== Instrução A ==
No trecho sobre o acidente de Roberto Carlos, com que peça de roupa Renato Spíndola e Castro fez o torniquete?
== Instrução B ==
Continue o trecho sobre o acidente de Roberto Carlos a partir da última frase apresentada.

== Trecho citado ==
————————
Eles se aproximaram de uma linha de trem, onde uma locomotiva a vapor estava se aproximando rapidamente, transportando minério de ferro. Uma professora que estava por perto percebeu o perigo e tentou alertar as crianças.
No entanto, ao tentar chamar a atenção de Roberto, ela o assustou, o que fez com que ele tropeçasse e caísse na linha de trem. O maquinista não conseguiu parar a locomotiva a tempo, e o trem passou sobre a perna direita do menino. Eunice, que estava ao lado de Roberto, conseguiu se salvar, mas ele foi esmagado pela máquina. A professora gritou desesperadamente para o maquinista parar, mas o trem não conseguiu frear a tempo.
A corrida contra o tempo
Após o acidente, o caos se instalou. Alguns presentes tentaram levantar a locomotiva com um macaco, enquanto outros retiravam Roberto dos trilhos. Foi então que um jovem chamado Renato Spíndola e Castro se destacou. Ele agiu rapidamente, fez um torniquete com seu paletó de linho e, sem perder tempo, levou Roberto Carlos ao hospital em seu carro. O “sangue no linho branco”, citado na música “O Divã”, faz referência a esse momento.
————————
== Dados registrados ==
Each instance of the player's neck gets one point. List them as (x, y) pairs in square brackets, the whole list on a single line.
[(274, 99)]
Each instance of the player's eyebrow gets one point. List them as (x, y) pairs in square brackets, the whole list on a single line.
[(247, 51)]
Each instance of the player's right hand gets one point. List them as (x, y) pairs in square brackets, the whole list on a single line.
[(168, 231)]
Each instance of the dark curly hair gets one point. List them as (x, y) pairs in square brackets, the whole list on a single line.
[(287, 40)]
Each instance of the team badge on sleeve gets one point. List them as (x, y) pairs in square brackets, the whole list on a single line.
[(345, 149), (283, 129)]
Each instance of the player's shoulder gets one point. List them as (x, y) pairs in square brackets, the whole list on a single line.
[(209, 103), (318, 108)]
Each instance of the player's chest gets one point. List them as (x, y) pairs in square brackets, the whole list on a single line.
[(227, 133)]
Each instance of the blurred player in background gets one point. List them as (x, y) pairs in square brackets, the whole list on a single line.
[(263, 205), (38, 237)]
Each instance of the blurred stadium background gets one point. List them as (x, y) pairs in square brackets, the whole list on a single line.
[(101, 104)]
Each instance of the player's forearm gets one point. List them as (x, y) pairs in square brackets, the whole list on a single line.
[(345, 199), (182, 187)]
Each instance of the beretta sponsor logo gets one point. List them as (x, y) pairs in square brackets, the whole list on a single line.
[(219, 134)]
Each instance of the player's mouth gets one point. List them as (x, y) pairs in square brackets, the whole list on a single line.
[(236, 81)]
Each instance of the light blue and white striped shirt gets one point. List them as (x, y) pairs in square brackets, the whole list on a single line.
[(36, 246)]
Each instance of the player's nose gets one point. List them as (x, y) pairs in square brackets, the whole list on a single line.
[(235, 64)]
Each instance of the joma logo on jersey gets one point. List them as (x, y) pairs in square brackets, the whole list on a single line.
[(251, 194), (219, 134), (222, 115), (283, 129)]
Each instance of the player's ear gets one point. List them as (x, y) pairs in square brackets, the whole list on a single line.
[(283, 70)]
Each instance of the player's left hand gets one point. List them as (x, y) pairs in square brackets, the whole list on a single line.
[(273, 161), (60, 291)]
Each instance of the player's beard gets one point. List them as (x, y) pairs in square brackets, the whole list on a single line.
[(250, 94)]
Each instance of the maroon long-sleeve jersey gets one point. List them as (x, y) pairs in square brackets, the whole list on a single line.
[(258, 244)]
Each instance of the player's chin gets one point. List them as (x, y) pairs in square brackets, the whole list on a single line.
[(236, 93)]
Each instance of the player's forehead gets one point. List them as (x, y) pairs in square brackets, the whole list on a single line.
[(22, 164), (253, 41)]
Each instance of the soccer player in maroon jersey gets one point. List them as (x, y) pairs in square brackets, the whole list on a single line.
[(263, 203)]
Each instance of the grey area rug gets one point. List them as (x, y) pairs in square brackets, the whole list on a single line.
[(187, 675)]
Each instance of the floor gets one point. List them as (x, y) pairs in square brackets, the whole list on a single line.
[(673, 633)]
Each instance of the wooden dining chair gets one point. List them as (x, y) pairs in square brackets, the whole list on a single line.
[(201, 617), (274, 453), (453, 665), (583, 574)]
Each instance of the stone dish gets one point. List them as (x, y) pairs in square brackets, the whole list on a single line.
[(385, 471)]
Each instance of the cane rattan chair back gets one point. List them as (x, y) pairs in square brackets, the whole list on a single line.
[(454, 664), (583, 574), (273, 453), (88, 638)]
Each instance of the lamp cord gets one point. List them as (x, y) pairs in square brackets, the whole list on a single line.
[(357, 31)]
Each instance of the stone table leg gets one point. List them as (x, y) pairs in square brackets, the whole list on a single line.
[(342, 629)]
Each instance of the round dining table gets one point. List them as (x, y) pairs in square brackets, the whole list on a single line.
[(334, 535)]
————————
== Resposta A ==
Com seu paletó de linho.

== Resposta B ==
Roberto Carlos foi atendido pelo médico Romildo Gonçalves, que relembrou, em uma entrevista ao jornalista Ivan Finotti, que o menino não demonstrava nenhuma dor. De fato, o trem havia destruído os nervos da região, o que impediu que Roberto sentisse qualquer sensação de dor.
O pequeno Roberto, de maneira impressionante, estava mais preocupado com seu novo sapato do que com a gravidade do acidente. Ele pediu ao médico para “cuidar para não sujar muito o meu sapato, que é novo”.
Técnica inovadora de Romildo Gonçalves
Diante da gravidade da situação, o médico decidiu fazer uma amputação abaixo do joelho, uma técnica inovadora para a época, que permitiu que Roberto Carlos mantivesse os movimentos na articulação. Essa decisão foi crucial para que ele, anos mais tarde, pudesse caminhar e até dançar com uma prótese, mantendo sua qualidade de vida.
O pai de Roberto, ao saber da amputação, ficou furioso e ameaçou matar o maquinista, acreditando que o acidente havia sido causado por imprudência. No entanto, o caso não foi amplamente divulgado, e o acidente sequer foi mencionado na reportagem do jornal local no dia seguinte.
Após o acidente, Roberto Carlos enfrentou um longo período de reabilitação. Até os 14 anos, ele usava muletas e até improvisava com a barra da calça, utilizando alfinetes para prender a roupa. Segundo o jornalista Nelson Motta, em entrevista sobre a vida de Roberto Carlos, o cantor não deixou que sua deficiência o impedisse de ter uma vida normal.
Mesmo jogando futebol com os amigos, ele encontrou formas de continuar participando das atividades. No time de futebol, ele atuava como goleiro, um papel que exigia menos mobilidade.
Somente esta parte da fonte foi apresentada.